• Tasks:
1. Answer these questions using the passage on economic growth.
(a) By what percentage has air pollution in Europe declined in the last 25 years?
(b) Which British economist popularised the argument that economic growth will not add to happiness?
(c) Between which levels of national per capita income does reported wellbeing rise sharply?
2. Write what comes next in the passage on economic growth, starting right after its final sentence.

But furthermore, when we get richer we can also deal with the new environmental problems that new industries create. When we have the resources to both save our children and our forests we begin to care about saving nature, and economic and technological progress gives us the means to do that. The environmental movement is a result of this shift in preferences.

In the last 25 years air pollution in Europe has declined by 40 percent and in the US by 30 percent. We have detailed studies of the air quality in London since the 16 th century, and it deteriorated until 1890, but since then it has constantly improved, and today it is as clean as it was in the Middle Ages. Forests have been growing every decade in the US and the EU since the 1970s. Lakes and rivers are becoming less polluted. The amount of oil that is spilled in the world oceans has been reduced by more than 90 percent since 1980.

Sure, we have big environmental problems ahead of us. But we have even bigger problems behind us, and we managed to deal with them thanks to more wealth, knowledge and technology, and I see no reason why we wouldn’t be able to continue doing that.

So, have we finally seen the benefits of liberalism and capitalism? Well, almost. One of the socialists who has had to see many of his visions failing is the Marxist historian Eric Hobsbawm. He has said reluctantly that capitalism has proven its value when it comes to almost everything. But he has one final objection: Does it make us happy? What about the quality of life? This is the latest stand against free markets.

The argument has been popularised by the British economist Richard Layard and goes something like this:

Economic growth will not contribute to more happiness, because we are most interested in our relative position. T he fact that someone else earns a higher income – which makes them happy- makes others less happy, which forces them to work harder to retain their relative position. In the end we are all richer, but we are no more happy than before, since we cannot all be richer than other people. In other words, a better future will not result in a better future.

We know that there is a dramatic jump in citizens’ reported wellbeing when countries move from a national per capita income of about US$5,000 to $15,000 a year. But then satisfaction levels off, from which Layard concludes that we shouldn’t care as much about growth in rich countries. In fact he wants less restructuring and mobility, and to discourage hard work with high taxes, to give us more time to the things that really make us happier – family and friends.

But is that the right conclusion? Imagine that you are happy because you have a nice party to look forward to next week. After the party, Layard would interview you and see that you are no happier after the party than you were before. And so he would probably encourage you to stop devoting a lot of time and energy to parties, because apparently this doesn’t increase your happiness.

That is a bizarre conclusion. You wouldn’t have that sense of joy and happiness in the first place if you didn’t have nice things to look forward to, interesting dinners and nice parties, for example. Isn’t it possible that the same goes for wealth? The fact that growth does not increase happiness much does not mean that it is useless – it might be the fact that growth continues that makes it possible for us to continue to believe in a better future, and to continue experiencing such high levels of happiness.

• Data listing:
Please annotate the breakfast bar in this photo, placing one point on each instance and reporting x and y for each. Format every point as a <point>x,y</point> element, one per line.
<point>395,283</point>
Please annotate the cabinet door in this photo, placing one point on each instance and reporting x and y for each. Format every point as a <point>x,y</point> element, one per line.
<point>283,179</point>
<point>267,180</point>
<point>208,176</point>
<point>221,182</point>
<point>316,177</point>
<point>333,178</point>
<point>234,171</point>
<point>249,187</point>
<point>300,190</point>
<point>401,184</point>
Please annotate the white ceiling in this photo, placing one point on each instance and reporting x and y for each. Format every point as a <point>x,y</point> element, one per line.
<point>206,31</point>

• The responses:
1.
(a) 40 percent
(b) Richard Layard
(c) From about US$5,000 to $15,000 a year

2.
From surveys we know that hope correlates strongly with happiness. If you want to meet a happy European, try someone who thinks that his personal situation will be better in five years from now. And we see the same when we compare Americans to Europeans. According to a Harris Poll, 65 percent in the US but only 44 percent in the EU think that their situation will improve in the next five years. Accordingly, 58 percent of Americans are very satisfied with their lives, but only 31 percent of Europeans.

In poor and badly governed countries entire societies suffer from hopelessness. You have few opportunities, no hope that tomorrow will be a better day. Belief in the future grows when poor countries begin to experience growth, when markets open up and incomes increase. That could help explain why happiness reached high levels in the West after the Second World War . With economies growing rapidly, people began to think that their children would enjoy a better life than they had.

Raising taxes to discourage work, and reduce economic growth would be a way of cutting off that progress. Almost all studies show that loss of income and opportunity reduces happiness.

In fact, happiness hasn’t stopped increasing. According to the World Database of Happiness, directed by the leading Dutch researcher Ruut Veenhoven, satisfaction has increased in most Western countries where we have surveys since 1975. There are diminishing returns , but even at our standard of living people do get happier when societies grow richer. And the happiest places are the most individualist – North America , Northern Europe and Australasia .

Another reason for this happiness is that a liberal and market-oriented society allows people freedom to choose. If we get used to it we will get increasingly better at choosing to live and work in ways we like. And if you don’t think you get happier by hard work and mobility, just skip it. A survey showed that 48 percent of Americans had, in the last five years, reduced their working hours, declined promotion, lowered their material expectations or moved to a quieter place. Fast-food or slow-food, no logo or pro logo? In a liberal society, you decide.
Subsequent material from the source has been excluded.